Texte source >>
%%

Outre le lien bien connu entre l’extrémisme et incarcération, les spécialistes et les analystes en Suède considèrent généralement les personnes ayant un passé criminel comme plus enclines aux actes d’extrémisme violent d’inspiration religieuse comme une forme de rédemption de leurs péchés passés. La coopération tactique entre les syndicats du crime et les groupes extrémistes pour des raisons financières est également une autre justification fréquemment mentionnée pour fusionner les cadres de la prévention du crime et de la prévention de l’extrémisme violent à des fins opérationnelles, sinon administratives. Il convient toutefois de noter que le rôle des prisons et le lien entre le milieu du crime et l’extrémisme violent sont moins mis en avant dans la prévention de l’extrémisme violent en Suède par rapport aux quatre autres États nordiques, en particulier le Danemark.

%%

Consigne 1 >>
Résumez en deux phrases le texte sur l'extrémisme violent en Suède.
Consigne 2 >>
Reprenez le texte sur l'extrémisme violent en Suède après sa dernière phrase.
Les lignes n'ont aucun rôle dans cet exercice.

Lignes fournies >>
%%

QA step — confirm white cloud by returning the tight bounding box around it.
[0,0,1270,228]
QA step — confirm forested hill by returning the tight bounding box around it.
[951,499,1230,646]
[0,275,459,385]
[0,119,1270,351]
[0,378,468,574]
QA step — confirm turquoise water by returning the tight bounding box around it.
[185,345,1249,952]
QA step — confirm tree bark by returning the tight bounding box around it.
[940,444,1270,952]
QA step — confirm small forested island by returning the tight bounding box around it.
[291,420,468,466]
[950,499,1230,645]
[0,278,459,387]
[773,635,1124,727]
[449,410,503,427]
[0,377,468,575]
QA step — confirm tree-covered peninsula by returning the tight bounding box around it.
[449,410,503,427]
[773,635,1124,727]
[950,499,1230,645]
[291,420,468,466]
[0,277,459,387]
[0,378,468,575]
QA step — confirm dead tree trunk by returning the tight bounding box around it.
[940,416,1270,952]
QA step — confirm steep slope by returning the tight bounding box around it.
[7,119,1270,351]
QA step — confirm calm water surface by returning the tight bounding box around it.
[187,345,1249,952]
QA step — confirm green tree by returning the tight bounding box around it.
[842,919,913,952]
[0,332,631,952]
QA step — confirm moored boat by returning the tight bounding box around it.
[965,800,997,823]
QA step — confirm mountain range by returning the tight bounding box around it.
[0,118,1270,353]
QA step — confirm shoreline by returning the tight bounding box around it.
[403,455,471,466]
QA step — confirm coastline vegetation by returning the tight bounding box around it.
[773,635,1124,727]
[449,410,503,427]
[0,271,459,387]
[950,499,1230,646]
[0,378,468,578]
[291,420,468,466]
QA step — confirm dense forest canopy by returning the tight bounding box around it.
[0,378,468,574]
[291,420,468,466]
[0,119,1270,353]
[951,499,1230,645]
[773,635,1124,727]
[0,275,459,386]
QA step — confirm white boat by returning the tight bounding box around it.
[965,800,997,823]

%%

Résultat 1 >>
En Suède, les spécialistes voient souvent les personnes au passé criminel comme plus enclines à l'extrémisme violent d'inspiration religieuse, perçu comme une rédemption. La coopération financière entre syndicats du crime et groupes extrémistes justifie aussi de fusionner la prévention du crime et celle de l'extrémisme violent, bien que la Suède mette moins l'accent sur les prisons et le milieu criminel que les autres États nordiques, surtout le Danemark.

Résultat 2 >>
Sous l’autorité et le commandement du Ministère de la Justice, le Centre national de lutte contre l’extrémisme violent (NC) est chargé d’assurer la coopération entre les acteurs locaux, régionaux et nationaux concernés en élaborant des stratégies cohérentes qui doivent ensuite être mises en œuvre par les municipalités au niveau local et les conseils municipaux ou de comté au niveau régional. Dans la pratique, cependant, le degré d’autonomie des municipalités et des comtés varie en fonction de la taille de leur population radicalisée. Par exemple, le conseil municipal de Göteborg ou la municipalité d’Orebro bénéficient de plus d’autonomie et des budgets plus importants pour lancer leurs propres programmes (ou modifier les initiatives lancées au niveau central) en raison du fait qu’elles abritent un nombre assez considérable de résidents radicalisés. En règle générale, toutefois, les conseils administratifs des comtés sont chargés de coordonner la prévention de la criminalité au niveau local entre les municipalités et la police au niveau régional.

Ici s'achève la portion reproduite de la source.